_REQUIREMENT_
Return every line of the records below verbatim, with no pictures in the copy.

_Point annotation records_
+ + +

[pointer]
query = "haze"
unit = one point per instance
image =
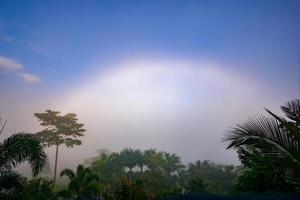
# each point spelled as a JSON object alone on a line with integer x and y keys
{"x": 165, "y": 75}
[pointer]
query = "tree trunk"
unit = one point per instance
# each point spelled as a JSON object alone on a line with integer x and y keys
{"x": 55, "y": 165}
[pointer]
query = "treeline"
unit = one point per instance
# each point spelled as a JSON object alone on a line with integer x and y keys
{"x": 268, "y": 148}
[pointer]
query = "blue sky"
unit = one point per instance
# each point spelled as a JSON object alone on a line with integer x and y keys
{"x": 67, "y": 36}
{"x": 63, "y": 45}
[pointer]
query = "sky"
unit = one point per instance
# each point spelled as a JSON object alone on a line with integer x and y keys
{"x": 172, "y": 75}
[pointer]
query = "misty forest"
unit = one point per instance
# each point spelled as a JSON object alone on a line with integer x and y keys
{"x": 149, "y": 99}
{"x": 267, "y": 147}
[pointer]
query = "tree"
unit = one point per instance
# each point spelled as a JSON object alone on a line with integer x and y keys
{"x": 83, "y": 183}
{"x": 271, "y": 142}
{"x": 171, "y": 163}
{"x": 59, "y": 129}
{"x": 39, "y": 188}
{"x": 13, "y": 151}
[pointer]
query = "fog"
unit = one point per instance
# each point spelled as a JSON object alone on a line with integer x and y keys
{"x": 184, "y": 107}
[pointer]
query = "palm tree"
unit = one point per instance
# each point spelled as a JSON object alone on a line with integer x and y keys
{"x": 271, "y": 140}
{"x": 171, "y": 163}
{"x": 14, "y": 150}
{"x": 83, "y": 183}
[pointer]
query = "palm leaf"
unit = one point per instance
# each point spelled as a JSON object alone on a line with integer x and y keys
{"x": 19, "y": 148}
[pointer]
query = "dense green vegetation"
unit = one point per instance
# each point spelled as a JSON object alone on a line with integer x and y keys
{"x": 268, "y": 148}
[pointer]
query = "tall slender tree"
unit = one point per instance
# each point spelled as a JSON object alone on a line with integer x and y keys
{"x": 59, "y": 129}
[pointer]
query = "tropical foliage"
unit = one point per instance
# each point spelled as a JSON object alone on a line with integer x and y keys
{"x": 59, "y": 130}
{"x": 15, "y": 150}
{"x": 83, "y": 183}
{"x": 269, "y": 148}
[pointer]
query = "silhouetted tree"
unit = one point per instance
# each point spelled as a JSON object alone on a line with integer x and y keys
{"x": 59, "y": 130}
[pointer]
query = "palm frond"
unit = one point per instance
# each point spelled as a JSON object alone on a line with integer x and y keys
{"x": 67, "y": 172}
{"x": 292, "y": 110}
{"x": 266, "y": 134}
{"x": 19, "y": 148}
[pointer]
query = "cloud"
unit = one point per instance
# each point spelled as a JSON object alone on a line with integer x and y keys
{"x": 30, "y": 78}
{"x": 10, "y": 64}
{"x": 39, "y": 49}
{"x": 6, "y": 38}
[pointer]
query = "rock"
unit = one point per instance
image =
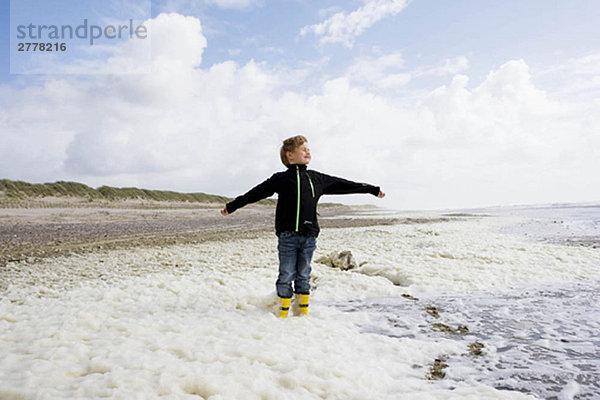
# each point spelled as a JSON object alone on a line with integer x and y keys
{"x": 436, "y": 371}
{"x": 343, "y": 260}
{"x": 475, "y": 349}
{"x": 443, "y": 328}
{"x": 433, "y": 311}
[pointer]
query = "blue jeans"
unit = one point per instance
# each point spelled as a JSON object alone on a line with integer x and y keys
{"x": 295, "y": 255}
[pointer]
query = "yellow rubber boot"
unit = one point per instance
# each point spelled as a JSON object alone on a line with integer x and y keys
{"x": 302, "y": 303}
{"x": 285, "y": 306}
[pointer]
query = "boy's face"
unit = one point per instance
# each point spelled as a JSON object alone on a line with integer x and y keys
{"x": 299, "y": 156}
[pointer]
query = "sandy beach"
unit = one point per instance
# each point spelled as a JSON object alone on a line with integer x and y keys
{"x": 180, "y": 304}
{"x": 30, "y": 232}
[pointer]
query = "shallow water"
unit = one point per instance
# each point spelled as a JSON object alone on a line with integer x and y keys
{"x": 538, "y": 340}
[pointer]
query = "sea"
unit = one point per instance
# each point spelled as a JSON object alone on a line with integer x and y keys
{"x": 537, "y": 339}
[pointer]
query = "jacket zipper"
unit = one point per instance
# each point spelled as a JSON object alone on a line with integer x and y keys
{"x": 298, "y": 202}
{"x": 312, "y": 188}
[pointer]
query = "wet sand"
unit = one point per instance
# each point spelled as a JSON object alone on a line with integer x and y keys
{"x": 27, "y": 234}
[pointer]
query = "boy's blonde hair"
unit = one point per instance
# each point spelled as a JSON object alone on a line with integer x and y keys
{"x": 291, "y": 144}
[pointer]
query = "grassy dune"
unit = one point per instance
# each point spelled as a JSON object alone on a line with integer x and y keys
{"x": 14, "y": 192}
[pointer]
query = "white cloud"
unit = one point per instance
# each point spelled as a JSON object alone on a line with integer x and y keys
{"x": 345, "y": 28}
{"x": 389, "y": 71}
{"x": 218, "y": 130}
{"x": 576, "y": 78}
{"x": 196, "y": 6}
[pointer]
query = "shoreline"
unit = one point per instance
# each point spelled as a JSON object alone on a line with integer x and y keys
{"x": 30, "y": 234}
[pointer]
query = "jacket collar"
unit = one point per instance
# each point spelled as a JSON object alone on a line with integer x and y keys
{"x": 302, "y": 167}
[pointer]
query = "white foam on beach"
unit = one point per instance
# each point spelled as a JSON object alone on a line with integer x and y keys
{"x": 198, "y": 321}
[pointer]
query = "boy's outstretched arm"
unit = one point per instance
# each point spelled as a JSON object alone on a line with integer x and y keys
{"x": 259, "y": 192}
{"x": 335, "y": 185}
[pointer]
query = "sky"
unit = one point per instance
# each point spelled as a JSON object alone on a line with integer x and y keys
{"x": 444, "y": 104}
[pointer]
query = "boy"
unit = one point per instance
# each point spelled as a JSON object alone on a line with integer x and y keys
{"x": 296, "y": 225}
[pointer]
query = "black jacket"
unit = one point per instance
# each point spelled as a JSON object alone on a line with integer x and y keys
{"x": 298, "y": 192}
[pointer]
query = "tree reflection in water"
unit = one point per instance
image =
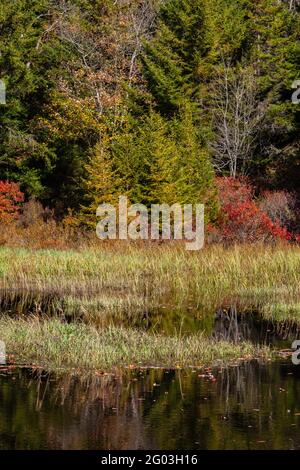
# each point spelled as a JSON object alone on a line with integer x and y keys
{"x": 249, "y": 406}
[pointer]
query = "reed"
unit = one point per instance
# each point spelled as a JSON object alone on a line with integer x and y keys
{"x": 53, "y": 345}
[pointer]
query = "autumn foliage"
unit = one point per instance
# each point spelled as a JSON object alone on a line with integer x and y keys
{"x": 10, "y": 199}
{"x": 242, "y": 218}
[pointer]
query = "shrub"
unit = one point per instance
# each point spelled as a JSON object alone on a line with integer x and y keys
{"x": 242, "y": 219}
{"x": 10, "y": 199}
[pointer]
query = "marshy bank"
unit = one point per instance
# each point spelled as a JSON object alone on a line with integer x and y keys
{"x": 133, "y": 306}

+ + +

_RESPONSE_
[pointer]
query = "haze"
unit = one point per instance
image =
# each point spelled as a JSON object alone on a line with integer x and y keys
{"x": 165, "y": 75}
[pointer]
query = "tree trunk"
unit = one point per instance
# each point spelled as a JSON object alone on a line with integer x and y keys
{"x": 55, "y": 165}
[pointer]
query = "treeline"
unit = one point per instance
# each point spelled as a JSON object alone on a line with integer x and y keys
{"x": 268, "y": 148}
[pointer]
query = "blue sky"
unit = one point per instance
# each point spelled as a JSON object alone on a line with integer x and y keys
{"x": 67, "y": 36}
{"x": 63, "y": 45}
[pointer]
query = "sky"
unit = one point per instance
# each point spelled as a JSON object alone on a line with integer x and y keys
{"x": 172, "y": 75}
[pointer]
query = "misty forest"
unit = one point per instance
# each point spelled as a JSON object alone on a line with integer x and y keys
{"x": 149, "y": 99}
{"x": 267, "y": 147}
[pointer]
query = "tree"
unit = one point per instance
# each point spelled as a JSON object alone on a line with integer x and y keys
{"x": 83, "y": 183}
{"x": 271, "y": 142}
{"x": 171, "y": 163}
{"x": 59, "y": 129}
{"x": 39, "y": 188}
{"x": 13, "y": 151}
[pointer]
query = "fog"
unit = one point per instance
# each point spelled as a JSON object alone on a line with integer x and y keys
{"x": 184, "y": 107}
[pointer]
query = "palm tree"
unit = one point per instance
# each point spelled as a JSON object alone on a line with integer x and y keys
{"x": 271, "y": 140}
{"x": 171, "y": 163}
{"x": 14, "y": 150}
{"x": 83, "y": 183}
[pointer]
query = "palm leaf"
unit = one point per instance
# each point spelled as a JSON object alone on a line with integer x and y keys
{"x": 19, "y": 148}
[pointer]
query = "dense green vegetation"
unit = one point per instance
# each point spelled as a JSON object alone on a line with integer x and y keys
{"x": 268, "y": 148}
[pointer]
query = "tall slender tree"
unit = one point per instance
# each point spelled as a JSON object alone on a line with integer x and y keys
{"x": 59, "y": 129}
[pointer]
query = "tropical foliage"
unit = one point per instance
# each point spelled as a JSON object alone on a line with integer x and y keys
{"x": 59, "y": 130}
{"x": 15, "y": 150}
{"x": 83, "y": 183}
{"x": 269, "y": 148}
[pointer]
query = "silhouetted tree"
unit = one point per instance
# each point spelled as a JSON object alone on a line with integer x and y keys
{"x": 59, "y": 130}
[pointer]
query = "palm frond"
unit = one point per instance
# each point spelled as a JSON object alone on a line with integer x and y keys
{"x": 67, "y": 172}
{"x": 292, "y": 110}
{"x": 266, "y": 134}
{"x": 19, "y": 148}
[pointer]
query = "cloud"
unit = one point per instance
# each point spelled as a JSON object alone on a line with integer x and y keys
{"x": 30, "y": 78}
{"x": 10, "y": 64}
{"x": 39, "y": 49}
{"x": 6, "y": 38}
[pointer]
query = "rock"
unit = one point per instance
image =
# each point spelled as a JSON object alone on a line with integer x and y keys
{"x": 436, "y": 371}
{"x": 343, "y": 260}
{"x": 475, "y": 349}
{"x": 443, "y": 328}
{"x": 433, "y": 311}
[pointer]
query = "blue jeans"
unit = one point per instance
# each point spelled as a JSON object alone on a line with integer x and y keys
{"x": 295, "y": 255}
[pointer]
query = "yellow rubber boot"
unit = one point per instance
# each point spelled as a JSON object alone on a line with integer x and y keys
{"x": 302, "y": 303}
{"x": 285, "y": 306}
[pointer]
query = "boy's face"
unit = one point per instance
# each point spelled as a JSON object alone on a line with integer x and y keys
{"x": 299, "y": 156}
[pointer]
query = "sandy beach"
unit = one point per instance
# each point spelled as a JSON object alone on a line with integer x and y keys
{"x": 180, "y": 304}
{"x": 30, "y": 232}
[pointer]
query = "shallow water"
unit = one point per instance
# each point spelled as a JSON object alone on a line with integer x and y keys
{"x": 538, "y": 340}
[pointer]
query = "sea"
unit = one point per instance
# each point spelled as a JSON object alone on a line with integer x and y keys
{"x": 537, "y": 339}
[pointer]
query = "jacket zipper"
unit = one point per instance
# each point spelled as a JSON object alone on a line with integer x and y keys
{"x": 298, "y": 202}
{"x": 312, "y": 188}
[pointer]
query = "wet sand"
unit = one point per instance
# each point spelled as a JSON object alone on a line with integer x and y keys
{"x": 27, "y": 234}
[pointer]
query = "boy's blonde hair"
unit = one point per instance
# each point spelled as a JSON object alone on a line with integer x and y keys
{"x": 291, "y": 144}
[pointer]
query = "grassy dune"
unit = one point per instance
# each point spelled as a JSON object alone on a line with integer x and y keys
{"x": 14, "y": 192}
[pointer]
query = "white cloud"
unit = one point per instance
# each point spelled as a JSON object alone on a line with integer x and y keys
{"x": 345, "y": 28}
{"x": 389, "y": 71}
{"x": 218, "y": 130}
{"x": 576, "y": 78}
{"x": 196, "y": 6}
[pointer]
query = "shoreline"
unit = one point per instance
# each point spelled as a JSON object alone on a line with integer x and y keys
{"x": 30, "y": 234}
[pointer]
query = "jacket collar"
unit = one point per instance
# each point spelled as a JSON object alone on a line with integer x and y keys
{"x": 302, "y": 167}
[pointer]
query = "white foam on beach"
unit = one point per instance
# each point spelled as a JSON object alone on a line with integer x and y keys
{"x": 198, "y": 321}
[pointer]
query = "boy's outstretched arm"
unit = one point per instance
# each point spelled as a JSON object alone on a line with integer x and y keys
{"x": 259, "y": 192}
{"x": 335, "y": 185}
[pointer]
query = "sky"
unit = one point per instance
# each point spelled as a JSON object alone on a line with integer x and y keys
{"x": 444, "y": 104}
[pointer]
query = "boy"
unit = one point per instance
# each point spelled as a JSON object alone on a line with integer x and y keys
{"x": 296, "y": 225}
[pointer]
query = "black jacket"
unit = one point per instance
# each point spelled as a JSON object alone on a line with integer x and y keys
{"x": 298, "y": 192}
[pointer]
query = "tree reflection in water"
unit = one point per instance
image =
# each point spelled as a JSON object alone on a line with integer x and y keys
{"x": 249, "y": 406}
[pointer]
query = "reed"
unit = one point per instance
# each point spelled as a JSON object alone on a line with integer x and y keys
{"x": 53, "y": 345}
[pointer]
query = "autumn foliage"
unit = one point per instance
# each point spelled as a JSON object alone on a line with integer x and y keys
{"x": 10, "y": 199}
{"x": 242, "y": 218}
[pointer]
query = "shrub"
unit = one point per instance
# each point spelled as a JSON object alone on a line with integer x and y keys
{"x": 242, "y": 219}
{"x": 10, "y": 199}
[pointer]
query = "marshy bank"
unit = one point per instance
# each point spelled as a JSON object alone on a line with integer x and y keys
{"x": 133, "y": 306}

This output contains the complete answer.